What to produce: Output the lines that follow exactly as they are.

* Begin *

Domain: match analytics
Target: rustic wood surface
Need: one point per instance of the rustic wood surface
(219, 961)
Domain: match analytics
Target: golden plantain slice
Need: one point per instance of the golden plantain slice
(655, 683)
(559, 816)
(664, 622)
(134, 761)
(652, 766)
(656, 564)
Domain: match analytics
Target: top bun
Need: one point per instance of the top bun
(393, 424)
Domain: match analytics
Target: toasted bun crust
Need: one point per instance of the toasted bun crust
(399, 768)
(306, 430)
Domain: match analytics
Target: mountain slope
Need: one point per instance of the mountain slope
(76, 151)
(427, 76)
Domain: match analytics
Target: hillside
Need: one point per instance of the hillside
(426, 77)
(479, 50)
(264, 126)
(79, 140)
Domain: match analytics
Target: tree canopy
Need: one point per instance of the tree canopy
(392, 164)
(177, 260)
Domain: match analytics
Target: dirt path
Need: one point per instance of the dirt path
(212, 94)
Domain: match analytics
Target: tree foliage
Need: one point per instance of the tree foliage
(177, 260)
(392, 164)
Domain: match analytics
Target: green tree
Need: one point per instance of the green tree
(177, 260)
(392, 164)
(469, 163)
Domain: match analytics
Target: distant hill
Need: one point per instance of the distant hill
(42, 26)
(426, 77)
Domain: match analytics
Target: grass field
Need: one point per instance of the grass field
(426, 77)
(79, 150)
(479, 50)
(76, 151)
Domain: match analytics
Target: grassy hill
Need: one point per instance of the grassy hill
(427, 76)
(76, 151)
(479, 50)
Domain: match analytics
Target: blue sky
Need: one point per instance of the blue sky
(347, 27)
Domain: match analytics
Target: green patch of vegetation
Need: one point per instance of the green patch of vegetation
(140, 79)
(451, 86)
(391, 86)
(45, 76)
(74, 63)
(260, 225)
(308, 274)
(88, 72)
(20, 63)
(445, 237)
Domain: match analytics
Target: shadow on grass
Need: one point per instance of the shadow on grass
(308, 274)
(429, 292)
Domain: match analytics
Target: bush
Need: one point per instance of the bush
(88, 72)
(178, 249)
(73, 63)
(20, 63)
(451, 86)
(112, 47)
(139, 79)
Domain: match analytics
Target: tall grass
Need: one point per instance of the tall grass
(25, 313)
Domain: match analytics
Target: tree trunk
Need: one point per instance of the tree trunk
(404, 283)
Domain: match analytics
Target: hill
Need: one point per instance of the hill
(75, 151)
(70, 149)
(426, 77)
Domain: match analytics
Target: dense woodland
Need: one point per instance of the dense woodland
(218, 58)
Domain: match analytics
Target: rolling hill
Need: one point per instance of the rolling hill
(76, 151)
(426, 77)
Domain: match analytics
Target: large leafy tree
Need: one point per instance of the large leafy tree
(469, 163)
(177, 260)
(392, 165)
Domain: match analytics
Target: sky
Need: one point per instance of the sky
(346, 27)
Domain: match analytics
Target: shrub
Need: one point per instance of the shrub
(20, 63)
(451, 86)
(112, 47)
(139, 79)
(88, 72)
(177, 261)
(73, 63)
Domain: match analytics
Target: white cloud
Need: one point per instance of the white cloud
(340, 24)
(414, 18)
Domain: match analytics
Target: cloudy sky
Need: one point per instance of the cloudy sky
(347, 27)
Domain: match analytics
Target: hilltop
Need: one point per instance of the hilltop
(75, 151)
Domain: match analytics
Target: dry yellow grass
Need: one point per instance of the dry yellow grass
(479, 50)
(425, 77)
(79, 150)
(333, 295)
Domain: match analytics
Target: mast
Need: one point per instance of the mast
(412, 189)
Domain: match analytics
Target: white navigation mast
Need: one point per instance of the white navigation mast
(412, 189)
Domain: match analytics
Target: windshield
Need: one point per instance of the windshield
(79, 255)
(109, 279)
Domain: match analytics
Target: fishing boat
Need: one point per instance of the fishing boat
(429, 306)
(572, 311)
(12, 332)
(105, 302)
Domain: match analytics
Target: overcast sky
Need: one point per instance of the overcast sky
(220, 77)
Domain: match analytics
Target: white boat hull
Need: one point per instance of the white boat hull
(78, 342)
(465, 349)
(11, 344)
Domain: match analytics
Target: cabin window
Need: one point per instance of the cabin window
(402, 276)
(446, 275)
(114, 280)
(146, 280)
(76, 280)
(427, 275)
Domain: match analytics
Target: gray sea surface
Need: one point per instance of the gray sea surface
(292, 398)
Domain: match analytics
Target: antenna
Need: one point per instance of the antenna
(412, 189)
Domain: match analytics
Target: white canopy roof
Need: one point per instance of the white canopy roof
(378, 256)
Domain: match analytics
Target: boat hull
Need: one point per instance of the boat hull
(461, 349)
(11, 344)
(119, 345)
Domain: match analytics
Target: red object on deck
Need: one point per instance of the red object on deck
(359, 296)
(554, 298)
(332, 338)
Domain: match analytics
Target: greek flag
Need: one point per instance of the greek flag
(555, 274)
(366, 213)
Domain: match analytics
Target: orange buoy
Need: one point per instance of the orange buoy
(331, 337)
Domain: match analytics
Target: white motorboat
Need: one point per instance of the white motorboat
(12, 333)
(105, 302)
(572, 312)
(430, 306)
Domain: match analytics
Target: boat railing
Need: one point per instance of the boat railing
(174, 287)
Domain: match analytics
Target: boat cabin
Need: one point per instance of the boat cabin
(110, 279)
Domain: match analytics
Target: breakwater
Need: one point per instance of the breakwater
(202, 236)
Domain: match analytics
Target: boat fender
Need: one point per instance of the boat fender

* End *

Full answer:
Domain: match analytics
Target: rustic wood surface
Need: one point per instance of the rustic wood surface
(219, 961)
Domain: match analytics
Target: golden plantain slice
Need: one point per instance of the golden plantain slice
(655, 683)
(559, 816)
(664, 622)
(134, 761)
(652, 766)
(656, 564)
Domain: match analytics
Target: top bun
Need: one point per instance of the top bun
(393, 424)
Domain: match analytics
Target: toasted bun crust
Need: one point per instance of the toasted bun crust
(399, 768)
(306, 430)
Domain: match analytics
Target: mountain slope
Need: one point per instance of the mountain slope
(76, 151)
(427, 76)
Domain: match analytics
Target: hillside
Need: one point per instance of the hillside
(426, 77)
(479, 50)
(264, 126)
(79, 140)
Domain: match analytics
Target: tree canopy
Need: one point per instance of the tree canopy
(392, 164)
(177, 260)
Domain: match analytics
Target: dirt path
Need: one point per instance of the dirt path
(212, 94)
Domain: match analytics
Target: tree foliage
Need: one point per instance of the tree foliage
(177, 260)
(392, 164)
Domain: match analytics
Target: green tree
Need: one point per instance of the green tree
(177, 260)
(392, 164)
(469, 163)
Domain: match analytics
Target: distant hill
Need: one point per instance of the distant hill
(42, 26)
(426, 77)
Domain: match analytics
Target: grass field
Need: one point per instance of the grass field
(426, 77)
(79, 150)
(479, 50)
(76, 151)
Domain: match analytics
Target: grassy hill
Need: one point per instance of the grassy hill
(427, 76)
(76, 151)
(479, 50)
Domain: match analytics
Target: blue sky
Need: one point per instance of the blue sky
(347, 27)
Domain: match analytics
Target: green patch of vegetation
Need: one point per instance of the green patch of vegetation
(140, 79)
(451, 86)
(391, 86)
(45, 76)
(74, 63)
(260, 225)
(308, 274)
(88, 72)
(20, 63)
(445, 237)
Domain: match analytics
Target: shadow on grass
Need: one point per instance of the shadow on grass
(308, 274)
(429, 292)
Domain: match analytics
Target: bush
Need: one point per instance of the bush
(88, 72)
(178, 249)
(73, 63)
(20, 63)
(451, 86)
(112, 47)
(139, 79)
Domain: match analytics
Target: tall grass
Need: one point per instance of the tall grass
(25, 313)
Domain: match analytics
Target: tree trunk
Need: one point per instance of the tree trunk
(404, 283)
Domain: match analytics
Target: hill
Need: one point per instance of the hill
(75, 151)
(70, 149)
(426, 77)
Domain: match analytics
Target: dense woodland
Need: one point per instance of the dense woodland
(218, 58)
Domain: match analytics
Target: rolling hill
Need: one point per instance of the rolling hill
(76, 151)
(426, 77)
Domain: match analytics
Target: large leafy tree
Need: one point per instance of the large leafy tree
(469, 163)
(177, 260)
(392, 165)
Domain: match analytics
Target: sky
Need: one point per instance of the sky
(346, 27)
Domain: match analytics
Target: shrub
Need: one point per instance of the shrub
(20, 63)
(451, 86)
(112, 47)
(139, 79)
(88, 72)
(177, 261)
(73, 63)
Domain: match analytics
Target: white cloud
Need: one point per instance of the white cloud
(340, 24)
(414, 18)
Domain: match analytics
Target: cloudy sky
Need: one point per instance of the cloudy sky
(347, 27)
Domain: match analytics
Target: hilltop
Need: one point per instance of the hilltop
(75, 151)
Domain: match analytics
Target: dry yellow grass
Need: one point per instance of the dry yellow grass
(479, 50)
(425, 77)
(79, 150)
(333, 295)
Domain: match analytics
Target: mast
Need: one point per instance of the mast
(412, 189)
Domain: match analytics
Target: white navigation mast
Need: one point per instance of the white navigation mast
(412, 189)
Domain: match analytics
Target: windshield
Need: one point per instance of the windshield
(79, 255)
(109, 279)
Domain: match analytics
Target: fishing boat
Need: one point per instance of the fishing boat
(429, 306)
(572, 311)
(12, 332)
(105, 302)
Domain: match analytics
Target: overcast sky
Need: one point per instance of the overcast sky
(220, 77)
Domain: match analytics
Target: white boat hull
Need: one point per instance of the white boat hull
(78, 342)
(465, 349)
(11, 344)
Domain: match analytics
Target: cabin window
Need: one point per instance of the cabin window
(402, 276)
(446, 275)
(114, 280)
(146, 280)
(76, 280)
(427, 275)
Domain: match analytics
Target: gray sea surface
Need: one point per instance of the gray sea surface
(292, 398)
Domain: match analytics
Target: antenna
Need: one point per instance of the antenna
(412, 189)
Domain: match analytics
Target: white canopy roof
Need: one point per instance of the white canopy roof
(378, 256)
Domain: match analytics
Target: boat hull
Need: one point per instance of the boat hull
(461, 349)
(11, 344)
(119, 345)
Domain: match analytics
Target: red object on deck
Need: one point per instance of the red object on deck
(359, 296)
(554, 298)
(332, 338)
Domain: match analytics
Target: greek flag
Need: one point per instance of the greek flag
(555, 274)
(366, 213)
Domain: match analytics
Target: orange buoy
Need: one point per instance of the orange buoy
(331, 337)
Domain: match analytics
Target: white motorboat
Need: one point per instance of the white motorboat
(12, 333)
(105, 302)
(572, 312)
(430, 306)
Domain: match analytics
Target: boat railing
Need: one point per instance of the boat railing
(174, 287)
Domain: match analytics
Target: boat cabin
Need: one point per instance of the boat cabin
(110, 279)
Domain: match analytics
Target: breakwater
Need: one point per instance of the breakwater
(202, 236)
Domain: match analytics
Target: boat fender
Need: one point per instance of the boat fender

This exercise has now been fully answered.